-- START OF Document section --
# Are these structures plasticville?



## Area57 (Nov 8, 2015)

On my new ho layout it came with one structures. About half are models that were assenbled and painted. The rest are preprinted plastic houses and a book store. I don't see them in the plasticville lineup but are there any alternatives? That look like better quality prefab structures. 

I kind of like them. I might get more. What other options would look good mixed in with these? The good thing is, if they are plasticville, they sell very cheaply on eBay.


----------



## Area57 (Nov 8, 2015)

Can only post one photo per thread. Here is the used bookstore.


----------



## cole226 (Feb 8, 2013)

probably Walthers or Model Power


----------



## wingnut163 (Jan 3, 2013)

go to "go advanced" and up load as much as you want


----------



## DonR (Oct 18, 2012)

When you want to post more than one pic in a thread,
fill in the Title, then click on the PAPER CLIP in the
header above the icons. You will get a small screen
with several BROWSE lines. You can click on each
one and it will take you to YOUR computer pic folder.
Select a pic for each BROWSE, then when you
have all you want, click on UPLOAD. When
is displays your pic files, X out of that screen.
Then again click on the paper clip. Close
by clicking on the bottom line of the small screen that
comes up. That will place your pic computer files in
the screen. You can then using your scroll and type
captions for each photo as well as any other info.

Don


----------



## Area57 (Nov 8, 2015)

I thought got they looked better than plasticville. Do you guys like walthers or model power? or what structures are popular these days?


----------



## cole226 (Feb 8, 2013)

*structures*

I'm O gauge, but i have lionel, AF, model power, ameri-towne, steam era structures, korber, scratch built and kit bashed to name just a few.
oh, even a plasticville church in the background


----------



## CTValleyRR (Jul 26, 2014)

I can't speak for popularity (and who cares, anyway), but the Walthers models are very nice. I have used a bunch of them. Model Power is acceptable, but lower quality. Some of them are obviously undersized (about 1/95 scale), even though they're sold as HO.

For good quality plastic models, I stick with Walthers, DPM, Heljan, and Kibri. I also like many of the laser-cut wood structures that are available (although they are more expensive).


----------
-- END OF Document section --
-- START OF Excerpted data --
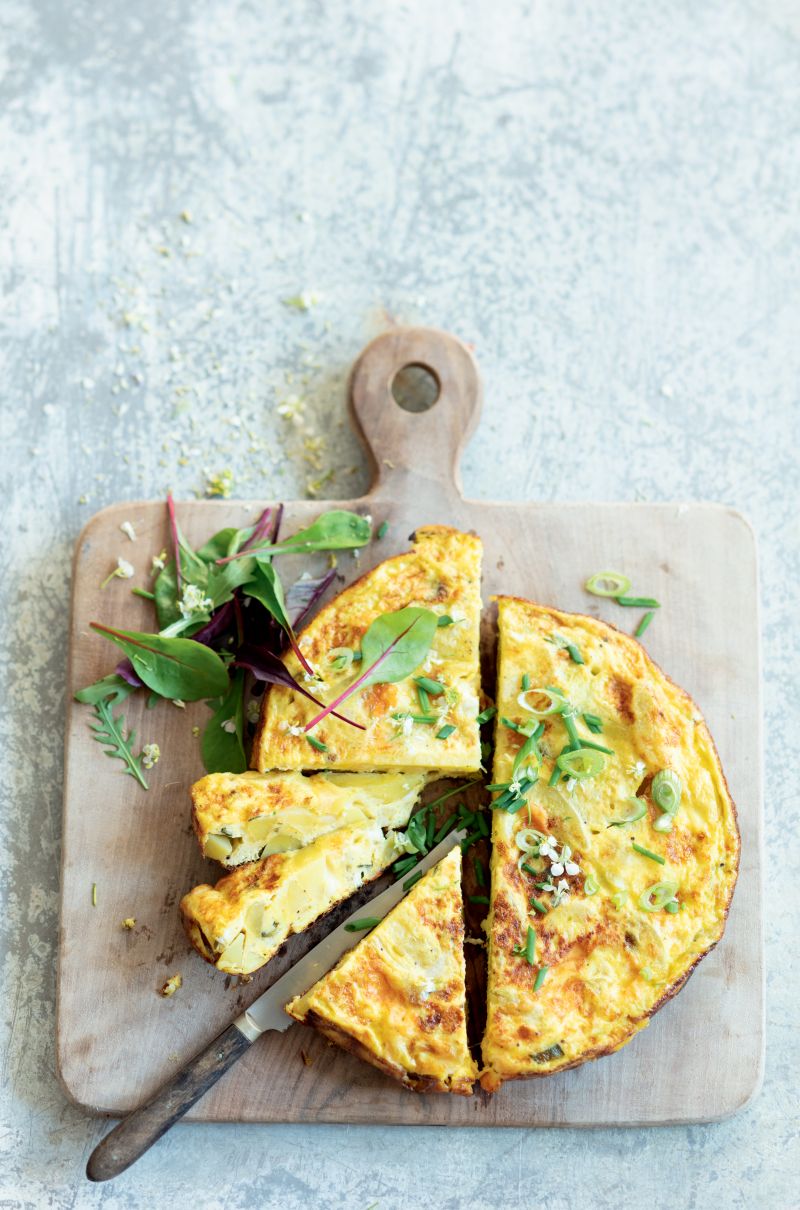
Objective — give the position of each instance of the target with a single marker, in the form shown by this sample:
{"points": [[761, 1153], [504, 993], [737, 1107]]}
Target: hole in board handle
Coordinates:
{"points": [[415, 387]]}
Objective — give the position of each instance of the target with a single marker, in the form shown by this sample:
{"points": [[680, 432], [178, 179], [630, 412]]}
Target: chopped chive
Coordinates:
{"points": [[638, 601], [443, 830], [430, 686], [644, 623], [529, 949], [574, 654], [645, 852], [356, 926], [599, 748]]}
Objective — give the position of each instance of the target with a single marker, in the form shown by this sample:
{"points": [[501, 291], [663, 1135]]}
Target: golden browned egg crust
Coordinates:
{"points": [[243, 817], [442, 572], [611, 957], [397, 1000]]}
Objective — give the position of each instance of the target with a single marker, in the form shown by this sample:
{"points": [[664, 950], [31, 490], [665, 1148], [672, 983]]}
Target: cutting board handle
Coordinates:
{"points": [[415, 455]]}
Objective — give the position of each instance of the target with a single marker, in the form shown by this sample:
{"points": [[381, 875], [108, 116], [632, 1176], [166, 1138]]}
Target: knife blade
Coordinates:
{"points": [[142, 1128], [266, 1012]]}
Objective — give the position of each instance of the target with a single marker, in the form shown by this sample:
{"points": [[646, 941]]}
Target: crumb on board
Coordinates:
{"points": [[172, 985]]}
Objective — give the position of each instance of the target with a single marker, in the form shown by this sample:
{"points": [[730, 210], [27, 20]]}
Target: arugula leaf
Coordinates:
{"points": [[223, 750], [109, 732], [393, 646], [266, 588], [174, 668], [113, 686]]}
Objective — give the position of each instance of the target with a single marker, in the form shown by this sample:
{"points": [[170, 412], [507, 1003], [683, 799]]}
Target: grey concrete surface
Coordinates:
{"points": [[604, 200]]}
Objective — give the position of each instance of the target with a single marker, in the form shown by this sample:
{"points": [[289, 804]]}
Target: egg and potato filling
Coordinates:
{"points": [[398, 998], [606, 888], [402, 727], [243, 817]]}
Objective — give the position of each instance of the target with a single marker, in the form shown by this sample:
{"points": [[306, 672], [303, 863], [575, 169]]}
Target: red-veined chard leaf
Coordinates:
{"points": [[270, 668], [335, 530], [111, 686], [173, 668], [392, 647]]}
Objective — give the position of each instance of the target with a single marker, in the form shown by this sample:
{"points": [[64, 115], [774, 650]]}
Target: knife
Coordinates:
{"points": [[142, 1128]]}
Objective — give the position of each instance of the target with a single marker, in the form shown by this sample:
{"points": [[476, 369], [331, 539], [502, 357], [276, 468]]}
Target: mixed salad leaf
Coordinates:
{"points": [[220, 611]]}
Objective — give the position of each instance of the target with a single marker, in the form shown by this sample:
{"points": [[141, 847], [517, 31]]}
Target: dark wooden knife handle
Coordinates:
{"points": [[137, 1133]]}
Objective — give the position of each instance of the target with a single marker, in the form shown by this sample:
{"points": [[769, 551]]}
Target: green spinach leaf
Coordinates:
{"points": [[174, 668]]}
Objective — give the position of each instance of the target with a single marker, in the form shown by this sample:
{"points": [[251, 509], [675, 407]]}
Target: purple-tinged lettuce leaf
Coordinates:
{"points": [[265, 666]]}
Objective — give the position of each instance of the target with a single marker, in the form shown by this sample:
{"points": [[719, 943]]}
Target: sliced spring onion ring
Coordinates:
{"points": [[639, 810], [581, 764], [529, 839], [666, 790], [540, 978], [608, 583], [657, 896], [556, 702], [340, 658]]}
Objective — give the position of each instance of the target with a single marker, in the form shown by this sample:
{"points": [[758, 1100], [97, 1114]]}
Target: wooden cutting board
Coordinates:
{"points": [[701, 1058]]}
-- END OF Excerpted data --
What you will do:
[A] In the Plasticville structures thread, which brands does CTValleyRR name as the ones relied on for good quality plastic models?
[B] Echo the part of the Plasticville structures thread that begins at the words "## DonR (Oct" and ends after "computer pic folder.".
The material has no part in this work.

Task-by-task results:
[A] Walthers, DPM, Heljan, and Kibri.

[B]
## DonR (Oct 18, 2012)

When you want to post more than one pic in a thread,
fill in the Title, then click on the PAPER CLIP in the
header above the icons. You will get a small screen
with several BROWSE lines. You can click on each
one and it will take you to YOUR computer pic folder.